*** Opening PROVIDED INFORMATION ***

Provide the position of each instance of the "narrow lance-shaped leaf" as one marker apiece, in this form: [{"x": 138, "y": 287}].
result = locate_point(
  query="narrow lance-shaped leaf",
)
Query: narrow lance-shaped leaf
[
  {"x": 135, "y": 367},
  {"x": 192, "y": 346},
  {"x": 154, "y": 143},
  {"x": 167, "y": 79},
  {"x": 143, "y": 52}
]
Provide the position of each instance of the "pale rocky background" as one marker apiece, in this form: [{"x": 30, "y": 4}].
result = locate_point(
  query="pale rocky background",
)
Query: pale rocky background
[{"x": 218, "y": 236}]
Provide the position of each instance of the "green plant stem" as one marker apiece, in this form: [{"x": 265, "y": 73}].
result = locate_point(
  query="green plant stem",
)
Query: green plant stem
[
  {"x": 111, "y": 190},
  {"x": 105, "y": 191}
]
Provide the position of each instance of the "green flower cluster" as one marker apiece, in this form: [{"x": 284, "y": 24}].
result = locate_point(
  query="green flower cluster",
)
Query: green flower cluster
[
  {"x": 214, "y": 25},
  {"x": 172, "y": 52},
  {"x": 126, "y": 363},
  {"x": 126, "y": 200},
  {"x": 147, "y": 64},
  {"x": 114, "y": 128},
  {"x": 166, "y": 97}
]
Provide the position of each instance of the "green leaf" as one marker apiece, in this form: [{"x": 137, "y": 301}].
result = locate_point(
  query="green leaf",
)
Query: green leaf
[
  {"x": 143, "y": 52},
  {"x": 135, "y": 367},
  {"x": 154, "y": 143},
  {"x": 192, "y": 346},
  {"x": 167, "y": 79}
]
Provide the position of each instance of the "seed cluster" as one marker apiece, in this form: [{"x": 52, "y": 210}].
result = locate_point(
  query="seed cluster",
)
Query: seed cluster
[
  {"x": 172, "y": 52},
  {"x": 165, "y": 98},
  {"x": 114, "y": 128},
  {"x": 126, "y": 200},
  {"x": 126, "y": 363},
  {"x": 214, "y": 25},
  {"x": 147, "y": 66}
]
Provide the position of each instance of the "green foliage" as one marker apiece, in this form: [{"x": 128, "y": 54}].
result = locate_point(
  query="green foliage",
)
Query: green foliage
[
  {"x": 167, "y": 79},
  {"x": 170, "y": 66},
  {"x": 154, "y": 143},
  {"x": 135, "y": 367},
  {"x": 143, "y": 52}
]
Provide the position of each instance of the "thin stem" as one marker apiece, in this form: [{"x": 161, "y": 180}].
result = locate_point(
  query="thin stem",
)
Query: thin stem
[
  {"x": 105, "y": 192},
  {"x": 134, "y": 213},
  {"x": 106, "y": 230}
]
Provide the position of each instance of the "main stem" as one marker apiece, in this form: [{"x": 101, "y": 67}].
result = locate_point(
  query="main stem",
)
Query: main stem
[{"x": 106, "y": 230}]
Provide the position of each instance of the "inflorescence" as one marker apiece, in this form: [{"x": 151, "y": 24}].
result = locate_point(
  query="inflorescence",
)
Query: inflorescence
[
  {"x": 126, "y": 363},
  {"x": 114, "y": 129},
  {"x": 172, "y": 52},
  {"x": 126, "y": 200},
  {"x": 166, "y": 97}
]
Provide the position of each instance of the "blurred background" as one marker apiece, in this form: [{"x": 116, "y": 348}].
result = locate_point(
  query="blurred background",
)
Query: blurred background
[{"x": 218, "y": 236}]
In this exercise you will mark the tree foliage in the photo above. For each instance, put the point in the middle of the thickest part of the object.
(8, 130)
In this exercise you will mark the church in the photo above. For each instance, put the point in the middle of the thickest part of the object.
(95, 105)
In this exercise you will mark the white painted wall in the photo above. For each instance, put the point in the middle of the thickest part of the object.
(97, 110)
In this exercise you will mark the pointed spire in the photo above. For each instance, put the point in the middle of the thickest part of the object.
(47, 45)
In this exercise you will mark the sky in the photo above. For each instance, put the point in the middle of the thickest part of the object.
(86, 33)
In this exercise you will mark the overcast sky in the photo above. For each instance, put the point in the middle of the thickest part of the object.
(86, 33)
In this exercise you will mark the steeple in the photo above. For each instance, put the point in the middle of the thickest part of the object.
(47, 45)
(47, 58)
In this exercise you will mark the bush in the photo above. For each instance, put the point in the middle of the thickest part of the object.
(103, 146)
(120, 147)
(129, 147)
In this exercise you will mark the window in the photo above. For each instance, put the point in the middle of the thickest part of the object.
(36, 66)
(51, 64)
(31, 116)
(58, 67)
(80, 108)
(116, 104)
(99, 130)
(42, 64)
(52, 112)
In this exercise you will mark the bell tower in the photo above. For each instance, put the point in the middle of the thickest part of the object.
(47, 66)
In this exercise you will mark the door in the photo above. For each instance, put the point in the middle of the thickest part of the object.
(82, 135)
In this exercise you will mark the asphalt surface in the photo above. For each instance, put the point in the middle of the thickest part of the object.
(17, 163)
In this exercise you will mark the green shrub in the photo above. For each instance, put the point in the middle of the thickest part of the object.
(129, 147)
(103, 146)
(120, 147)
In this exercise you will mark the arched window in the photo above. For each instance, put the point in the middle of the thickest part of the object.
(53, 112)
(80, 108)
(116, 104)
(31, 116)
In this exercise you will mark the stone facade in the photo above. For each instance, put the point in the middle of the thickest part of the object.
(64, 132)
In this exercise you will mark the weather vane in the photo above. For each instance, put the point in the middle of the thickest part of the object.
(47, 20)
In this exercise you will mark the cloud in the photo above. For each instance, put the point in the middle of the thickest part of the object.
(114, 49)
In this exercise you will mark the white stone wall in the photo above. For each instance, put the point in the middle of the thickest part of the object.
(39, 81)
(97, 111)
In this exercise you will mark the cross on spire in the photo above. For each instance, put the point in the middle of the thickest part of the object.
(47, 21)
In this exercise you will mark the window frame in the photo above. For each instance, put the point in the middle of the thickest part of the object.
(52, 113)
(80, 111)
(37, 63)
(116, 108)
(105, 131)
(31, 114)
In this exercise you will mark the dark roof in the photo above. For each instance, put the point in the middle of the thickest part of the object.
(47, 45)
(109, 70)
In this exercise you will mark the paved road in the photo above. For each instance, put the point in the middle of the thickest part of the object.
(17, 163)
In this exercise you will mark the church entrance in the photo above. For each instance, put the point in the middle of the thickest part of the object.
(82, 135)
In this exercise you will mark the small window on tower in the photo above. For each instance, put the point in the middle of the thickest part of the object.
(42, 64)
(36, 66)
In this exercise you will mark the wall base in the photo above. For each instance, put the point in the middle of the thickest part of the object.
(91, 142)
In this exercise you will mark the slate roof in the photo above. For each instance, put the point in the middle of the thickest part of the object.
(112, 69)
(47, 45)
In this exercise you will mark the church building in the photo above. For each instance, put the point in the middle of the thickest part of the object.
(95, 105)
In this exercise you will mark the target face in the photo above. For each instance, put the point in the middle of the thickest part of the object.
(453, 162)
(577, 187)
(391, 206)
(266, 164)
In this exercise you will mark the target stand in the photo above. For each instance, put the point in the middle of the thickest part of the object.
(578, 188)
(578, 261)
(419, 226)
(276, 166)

*** Closing PROVIDED INFORMATION ***

# [WHAT THE TASK REQUIRES]
What is needed here is an exact copy of all the entries.

# [RESPONSE AREA]
Provide the position of each instance of the "narrow lance-shaped leaf" as one marker apiece, in this form: [{"x": 138, "y": 287}].
result = locate_point(
  query="narrow lance-shaped leaf",
)
Query: narrow lance-shaped leaf
[
  {"x": 135, "y": 367},
  {"x": 192, "y": 346},
  {"x": 154, "y": 143},
  {"x": 167, "y": 79},
  {"x": 143, "y": 52}
]
Provide the position of each instance of the "pale rocky background" as one marker apiece, in this form: [{"x": 30, "y": 4}].
result = locate_point(
  query="pale rocky background",
)
Query: pale rocky background
[{"x": 218, "y": 236}]
Provide the position of each instance of the "green plant stem" as one marker apiece, in this form: [{"x": 265, "y": 73}].
result = locate_point(
  query="green plant stem",
)
Query: green plant stem
[
  {"x": 111, "y": 190},
  {"x": 105, "y": 191}
]
Provide the position of each instance of the "green flower cluster" as one marker apiece, in this form: [{"x": 284, "y": 24}].
result = locate_point(
  query="green flower cluster",
)
Query: green flower cluster
[
  {"x": 214, "y": 25},
  {"x": 172, "y": 52},
  {"x": 126, "y": 363},
  {"x": 126, "y": 200},
  {"x": 147, "y": 64},
  {"x": 114, "y": 128},
  {"x": 166, "y": 97}
]
Provide the position of each instance of the "green leaf" as one marker apiece, in this form: [{"x": 137, "y": 301}].
result = locate_point(
  query="green leaf",
)
Query: green leaf
[
  {"x": 143, "y": 52},
  {"x": 135, "y": 367},
  {"x": 154, "y": 143},
  {"x": 192, "y": 346},
  {"x": 167, "y": 79}
]
Provide the position of each instance of the "seed cluster" as one marker apiece, in this form: [{"x": 52, "y": 210}].
result = locate_point(
  query="seed cluster",
)
Query: seed cluster
[
  {"x": 172, "y": 52},
  {"x": 165, "y": 98},
  {"x": 114, "y": 128},
  {"x": 126, "y": 200},
  {"x": 126, "y": 363},
  {"x": 214, "y": 25},
  {"x": 147, "y": 66}
]
Provide the position of each instance of the "green foliage" as one marker apiece, in this form: [{"x": 128, "y": 54}].
result = locate_point(
  query="green foliage",
)
Query: green foliage
[
  {"x": 167, "y": 79},
  {"x": 170, "y": 66},
  {"x": 154, "y": 143},
  {"x": 135, "y": 367},
  {"x": 143, "y": 52}
]
Provide the position of each instance of the "thin stem" as one marker apiece, in this form: [{"x": 161, "y": 180}].
result = locate_point(
  query="thin stem",
)
Query: thin stem
[
  {"x": 105, "y": 192},
  {"x": 134, "y": 213},
  {"x": 106, "y": 230}
]
Provide the position of each instance of the "main stem" as one marker apiece, in this form: [{"x": 101, "y": 67}].
result = locate_point(
  query="main stem",
)
Query: main stem
[{"x": 106, "y": 230}]
Provide the position of each instance of the "inflorescence" as one marker apiece, in this form: [{"x": 151, "y": 24}].
result = locate_point(
  query="inflorescence",
)
Query: inflorescence
[
  {"x": 126, "y": 363},
  {"x": 114, "y": 129},
  {"x": 172, "y": 52},
  {"x": 126, "y": 200},
  {"x": 166, "y": 97}
]
Provide the position of each instance of the "blurred background" as one marker apiece, in this form: [{"x": 116, "y": 348}].
result = locate_point(
  query="blurred background",
)
Query: blurred background
[{"x": 218, "y": 236}]
In this exercise you will mark the tree foliage in the photo above. For each instance, put the point in the middle of the thickest part of the object.
(8, 130)
In this exercise you will mark the church in the photo above. For each instance, put the point in the middle of the thickest part of the object.
(95, 105)
In this exercise you will mark the white painted wall in the photo above. For each instance, put the point in the middle of the thickest part of the object.
(97, 110)
In this exercise you will mark the pointed spire in the photo above. For each instance, put the point in the middle of the thickest part of the object.
(47, 45)
In this exercise you will mark the sky in the photo above. For each instance, put the point in the middle of the thickest part of the object.
(86, 33)
In this exercise you will mark the overcast sky in the photo above. For each instance, put the point in the middle of the thickest part of the object.
(86, 33)
In this exercise you will mark the steeple in the photo above. For each instance, put the point in the middle of the thickest part of the object.
(47, 45)
(47, 58)
In this exercise you will mark the bush in the photo above. For each instance, put the point in the middle of the thickest part of the object.
(103, 146)
(120, 147)
(129, 147)
In this exercise you will mark the window in the photo above. For each instance, put the point in the middle of the thickest part of the object.
(36, 66)
(51, 64)
(31, 116)
(58, 67)
(80, 108)
(116, 104)
(99, 130)
(42, 64)
(52, 112)
In this exercise you will mark the bell tower in the photo above. For each instance, put the point in the middle of the thickest part of the object.
(47, 66)
In this exercise you will mark the door in the photo above. For each instance, put the point in the middle of the thickest part of the object.
(82, 135)
In this exercise you will mark the asphalt surface in the photo above. For each instance, put the point in the middle of the thickest part of the object.
(17, 163)
In this exercise you will mark the green shrub in the photo above. For each instance, put the point in the middle of the thickest part of the object.
(129, 147)
(103, 146)
(120, 147)
In this exercise you will mark the arched window in the photo above. For each instance, put the point in the middle of the thickest part of the object.
(53, 112)
(80, 108)
(116, 104)
(31, 116)
In this exercise you will mark the stone facade in the photo above. For each instance, put the point in the middle of the thickest part of the object.
(64, 132)
In this exercise you will mark the weather vane in the photo above. For each instance, put the point in the middle of the thickest part of the object.
(47, 20)
In this exercise you will mark the cloud in the photo above. For each instance, put the point in the middle of the thickest part of the object.
(114, 49)
In this exercise you will mark the white stone wall in the photo above. For each instance, put the point in the middle of the thickest part of the object.
(39, 81)
(97, 111)
In this exercise you will mark the cross on spire in the photo above. For each instance, put the point in the middle of the thickest part of the object.
(47, 21)
In this exercise you will mark the window frame in the photo above. For each instance, put the point in the middle of the thickest part of the object.
(52, 113)
(80, 111)
(37, 63)
(116, 108)
(105, 131)
(31, 114)
In this exercise you will mark the dark roof in the photo above. For each instance, put the point in the middle of the thickest part of the object.
(47, 45)
(109, 70)
In this exercise you will mark the paved road in the photo above. For each instance, put the point in the middle of the thickest part of the object.
(17, 163)
In this exercise you will mark the church entrance in the photo above. For each instance, put the point in the middle of the thickest part of the object.
(82, 135)
In this exercise you will mark the small window on tower in the photo above. For each instance, put the point in the middle of the thickest part of the object.
(42, 64)
(36, 66)
In this exercise you will mark the wall base in the photo above. For each instance, put the point in the middle of the thickest part of the object.
(91, 142)
In this exercise you will mark the slate roof in the photo above. For each instance, put the point in the middle of the thickest part of the object.
(112, 69)
(47, 45)
In this exercise you will mark the church building in the photo above. For each instance, put the point in the middle of the thickest part of the object.
(95, 105)
In this exercise you will mark the target face in the photo above. For each instance, put the point in the middle of the thickest part of the object.
(453, 162)
(577, 187)
(391, 206)
(266, 164)
In this exercise you will mark the target stand in the photo above. For each instance, put the point in the middle of the thickest part of the object.
(578, 188)
(578, 261)
(419, 226)
(276, 166)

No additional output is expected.